EXERCISES:
1/ In the passage on predicting precipitation from streamflow, reproduce the text between "Table 1Brief overview of" and "hydrological models (Sect. 2.3.3).", inclusive.
2/ In the passage on predicting precipitation from streamflow, what additional input variable did the with_discharge model include?

TEXT SHOWN:

Table 1Brief overview of the datasets used in this study, including their spatial and temporal resolution.

Download Print Version | Download XLSX

https://hess.copernicus.org/articles/29/6115/2025/hess-29-6115-2025-f01

Figure 1Schematic representation of our methodological approach. Each rectangular panel indicates different stages of our workflow. Initially, we train two LSTM ensemble networks to predict catchment average precipitation through inverse experiments (Sect. 2.3.1). The trained models are then then utilized for a continental-scale analysis before being used for out-of-sample testing (Sect. 2.3.2). Finally, a validation exercise for the inversely generated precipitation is conducted using various hydrological models (Sect. 2.3.3).

2.3 Experimental Design

2.3.1 Exploring information about precipitation encoded in streamflow

To shed light on the value of discharge for inversely predicting precipitation, we conducted a virtual experiment (Fig. 1) in which two LSTM ensemble models (Tables A1 and A2 in Appendix A) were trained using the same catchments and training period. The first model (without_discharge) used only ERA5 Land meteorological time series (total_precipitation, air temperature, solar and thermal radiation) and static attributes (area, ele_mt_sav, frac_snow, pet_mm_syr: Kratzert et al., 2023), while the second model (with_discharge) included lagged discharge as an additional input variable. Both models were trained to predict daily catchment average precipitation sums from the observational EOBS product. Therefore, we only deal with spatially averaged timeseries for precipitation, assuming that these values represent the actual precipitation over the entire catchment.

We then used both the trained regional-scale models (with_discharge and without_discharge) to predict the precipitation time series inversely for all the test catchments over the unseen testing period and evaluated (Appendix C) those using the mean wet day precipitation (MWD) – mm d−1, 95th percentile limit (R95P) – mm d−1, and Spearman autocorrelation values (SL) for each catchment, and then compared them to the values from ERA5 Land (the reanalysis product we want to improve) and E-OBS (observational product used as training target) at the continental scale.

SUPPLIED RECORDS:
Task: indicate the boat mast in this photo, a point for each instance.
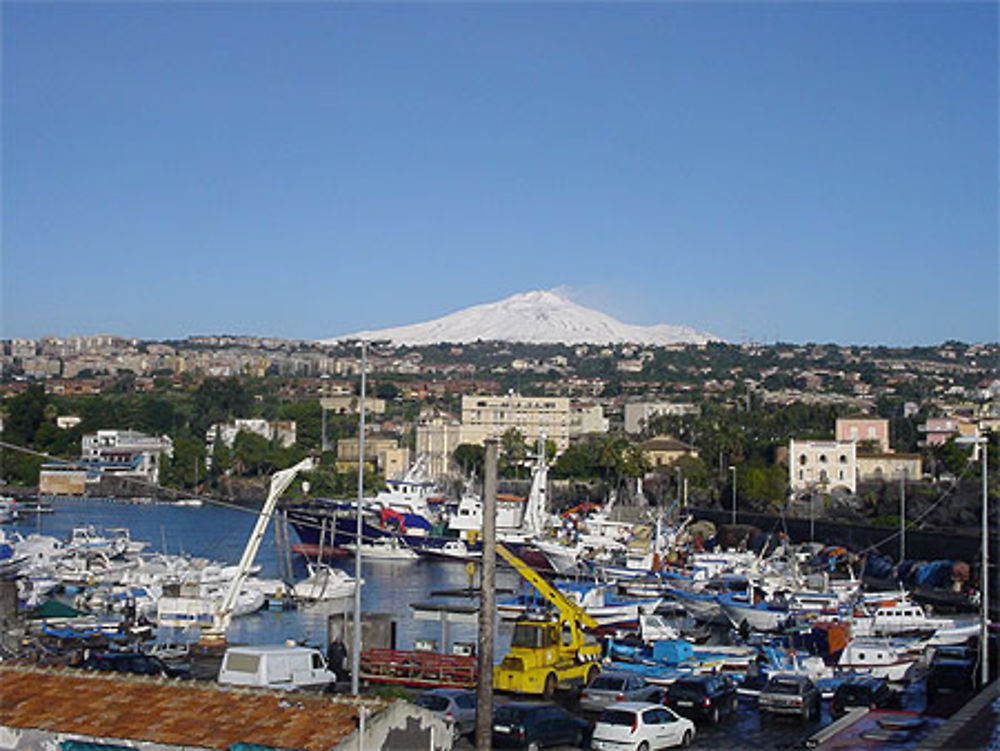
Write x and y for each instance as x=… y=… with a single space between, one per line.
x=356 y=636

---

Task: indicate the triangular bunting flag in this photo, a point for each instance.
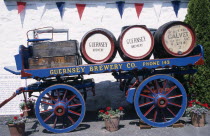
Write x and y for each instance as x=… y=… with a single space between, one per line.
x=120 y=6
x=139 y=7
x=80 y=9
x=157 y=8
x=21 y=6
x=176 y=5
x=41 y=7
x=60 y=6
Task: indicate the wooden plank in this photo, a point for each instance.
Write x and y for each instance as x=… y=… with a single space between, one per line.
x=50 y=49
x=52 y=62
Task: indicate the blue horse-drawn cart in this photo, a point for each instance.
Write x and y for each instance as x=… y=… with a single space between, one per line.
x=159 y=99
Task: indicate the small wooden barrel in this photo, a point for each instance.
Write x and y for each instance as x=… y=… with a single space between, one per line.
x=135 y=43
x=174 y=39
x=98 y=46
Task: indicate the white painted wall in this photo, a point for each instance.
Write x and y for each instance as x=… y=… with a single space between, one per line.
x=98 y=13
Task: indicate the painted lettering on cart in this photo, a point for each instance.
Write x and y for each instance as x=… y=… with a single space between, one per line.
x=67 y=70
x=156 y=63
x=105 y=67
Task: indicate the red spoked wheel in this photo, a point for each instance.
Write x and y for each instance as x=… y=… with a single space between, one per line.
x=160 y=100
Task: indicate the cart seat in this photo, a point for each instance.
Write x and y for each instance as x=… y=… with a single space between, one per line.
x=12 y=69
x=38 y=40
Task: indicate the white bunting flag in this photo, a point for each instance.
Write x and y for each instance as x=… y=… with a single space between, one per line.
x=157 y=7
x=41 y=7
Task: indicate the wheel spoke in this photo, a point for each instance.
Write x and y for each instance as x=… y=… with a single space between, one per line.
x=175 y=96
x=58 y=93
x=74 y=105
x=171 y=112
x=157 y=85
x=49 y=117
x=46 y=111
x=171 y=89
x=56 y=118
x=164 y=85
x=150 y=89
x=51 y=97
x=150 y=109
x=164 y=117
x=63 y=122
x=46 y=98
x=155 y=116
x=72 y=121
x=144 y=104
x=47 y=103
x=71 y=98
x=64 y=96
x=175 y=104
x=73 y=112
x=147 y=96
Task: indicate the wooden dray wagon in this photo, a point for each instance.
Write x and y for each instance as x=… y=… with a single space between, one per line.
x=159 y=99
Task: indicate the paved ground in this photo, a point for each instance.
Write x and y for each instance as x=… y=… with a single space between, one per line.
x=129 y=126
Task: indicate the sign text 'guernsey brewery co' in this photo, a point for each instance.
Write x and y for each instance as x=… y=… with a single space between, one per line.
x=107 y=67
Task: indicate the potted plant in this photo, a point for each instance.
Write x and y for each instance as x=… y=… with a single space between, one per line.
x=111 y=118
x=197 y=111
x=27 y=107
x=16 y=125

RESULTS OF THE TASKS:
1/
Table 1Brief overview of the datasets used in this study, including their spatial and temporal resolution.

Download Print Version | Download XLSX

https://hess.copernicus.org/articles/29/6115/2025/hess-29-6115-2025-f01

Figure 1Schematic representation of our methodological approach. Each rectangular panel indicates different stages of our workflow. Initially, we train two LSTM ensemble networks to predict catchment average precipitation through inverse experiments (Sect. 2.3.1). The trained models are then then utilized for a continental-scale analysis before being used for out-of-sample testing (Sect. 2.3.2). Finally, a validation exercise for the inversely generated precipitation is conducted using various hydrological models (Sect. 2.3.3).

2/ Lagged discharge.